GOAL OF THE EXERCISE: The required output is every entry, printed exactly as written.

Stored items

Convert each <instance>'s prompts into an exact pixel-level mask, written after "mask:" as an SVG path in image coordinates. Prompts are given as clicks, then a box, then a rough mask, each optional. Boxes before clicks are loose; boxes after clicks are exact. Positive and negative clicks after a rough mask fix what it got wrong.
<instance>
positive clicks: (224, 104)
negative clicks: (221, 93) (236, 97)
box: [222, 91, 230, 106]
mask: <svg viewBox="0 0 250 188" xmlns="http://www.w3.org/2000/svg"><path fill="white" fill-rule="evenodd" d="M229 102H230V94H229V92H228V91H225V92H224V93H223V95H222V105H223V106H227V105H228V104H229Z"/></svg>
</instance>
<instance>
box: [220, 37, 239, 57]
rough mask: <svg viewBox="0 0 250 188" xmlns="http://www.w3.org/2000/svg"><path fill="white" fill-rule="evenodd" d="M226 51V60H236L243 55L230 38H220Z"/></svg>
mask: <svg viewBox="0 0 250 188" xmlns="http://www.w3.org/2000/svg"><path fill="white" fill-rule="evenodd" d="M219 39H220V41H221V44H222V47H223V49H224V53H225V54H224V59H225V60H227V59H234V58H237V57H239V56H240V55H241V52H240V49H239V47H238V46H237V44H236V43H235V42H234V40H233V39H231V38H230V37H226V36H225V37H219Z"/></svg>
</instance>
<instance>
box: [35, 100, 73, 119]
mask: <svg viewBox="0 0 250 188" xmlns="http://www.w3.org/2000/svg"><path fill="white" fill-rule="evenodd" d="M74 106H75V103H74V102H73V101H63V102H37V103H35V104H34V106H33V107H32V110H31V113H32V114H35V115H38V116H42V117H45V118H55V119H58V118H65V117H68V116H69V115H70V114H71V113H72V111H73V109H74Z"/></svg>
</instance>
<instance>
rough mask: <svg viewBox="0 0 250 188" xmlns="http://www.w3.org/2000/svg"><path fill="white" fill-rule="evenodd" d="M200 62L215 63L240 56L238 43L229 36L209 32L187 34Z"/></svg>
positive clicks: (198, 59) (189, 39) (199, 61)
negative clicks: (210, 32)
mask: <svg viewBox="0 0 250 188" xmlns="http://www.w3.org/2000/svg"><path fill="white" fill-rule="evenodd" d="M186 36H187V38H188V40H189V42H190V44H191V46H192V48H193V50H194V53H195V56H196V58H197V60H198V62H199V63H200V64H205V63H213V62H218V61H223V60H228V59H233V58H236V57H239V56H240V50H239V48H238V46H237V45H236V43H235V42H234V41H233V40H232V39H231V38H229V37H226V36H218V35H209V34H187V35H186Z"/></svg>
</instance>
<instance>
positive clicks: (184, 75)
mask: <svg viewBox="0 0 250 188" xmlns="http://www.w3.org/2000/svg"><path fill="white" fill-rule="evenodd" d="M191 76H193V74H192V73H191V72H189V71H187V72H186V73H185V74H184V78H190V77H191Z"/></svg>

ANSWER BOX:
Convert each <instance>'s prompts into an exact pixel-level mask, written after "mask:" as an SVG path in image coordinates. Prompts are given as clicks, then a box, then a rough mask, each optional. Boxes before clicks are loose; boxes after clicks are exact. Positive and negative clicks after a rough mask fix what it got wrong.
<instance>
positive clicks: (224, 104)
negative clicks: (221, 93) (236, 97)
box: [222, 91, 230, 106]
mask: <svg viewBox="0 0 250 188" xmlns="http://www.w3.org/2000/svg"><path fill="white" fill-rule="evenodd" d="M229 102H230V94H229V92H228V91H225V92H224V93H223V95H222V105H223V106H227V105H228V104H229Z"/></svg>
</instance>
<instance>
box: [220, 37, 239, 57]
rough mask: <svg viewBox="0 0 250 188" xmlns="http://www.w3.org/2000/svg"><path fill="white" fill-rule="evenodd" d="M226 51V60H236L243 55L230 38H220Z"/></svg>
mask: <svg viewBox="0 0 250 188" xmlns="http://www.w3.org/2000/svg"><path fill="white" fill-rule="evenodd" d="M219 39H220V41H221V44H222V47H223V49H224V53H225V54H224V59H225V60H227V59H234V58H237V57H239V56H240V55H241V52H240V49H239V47H238V46H237V44H236V43H235V42H234V40H233V39H231V38H230V37H226V36H225V37H219Z"/></svg>
</instance>
<instance>
box: [35, 100, 73, 119]
mask: <svg viewBox="0 0 250 188" xmlns="http://www.w3.org/2000/svg"><path fill="white" fill-rule="evenodd" d="M74 106H75V103H74V102H73V101H63V102H37V103H35V104H34V106H33V107H32V110H31V113H32V114H35V115H38V116H42V117H45V118H55V119H58V118H65V117H68V116H69V115H70V114H71V113H72V111H73V109H74Z"/></svg>
</instance>
<instance>
rough mask: <svg viewBox="0 0 250 188" xmlns="http://www.w3.org/2000/svg"><path fill="white" fill-rule="evenodd" d="M200 62L215 63L240 56L238 43L229 36L209 32L187 34Z"/></svg>
positive clicks: (198, 59) (189, 39) (199, 61)
negative clicks: (210, 32)
mask: <svg viewBox="0 0 250 188" xmlns="http://www.w3.org/2000/svg"><path fill="white" fill-rule="evenodd" d="M186 36H187V38H188V40H189V42H190V44H191V46H192V48H193V50H194V53H195V56H196V58H197V60H198V62H199V63H200V64H205V63H213V62H218V61H223V60H228V59H233V58H236V57H239V56H240V50H239V48H238V46H237V45H236V43H235V42H234V41H233V40H232V39H231V38H229V37H226V36H218V35H209V34H187V35H186Z"/></svg>
</instance>
<instance>
positive clicks: (184, 75)
mask: <svg viewBox="0 0 250 188" xmlns="http://www.w3.org/2000/svg"><path fill="white" fill-rule="evenodd" d="M191 76H193V74H192V73H191V72H189V71H187V72H186V73H185V74H184V78H190V77H191Z"/></svg>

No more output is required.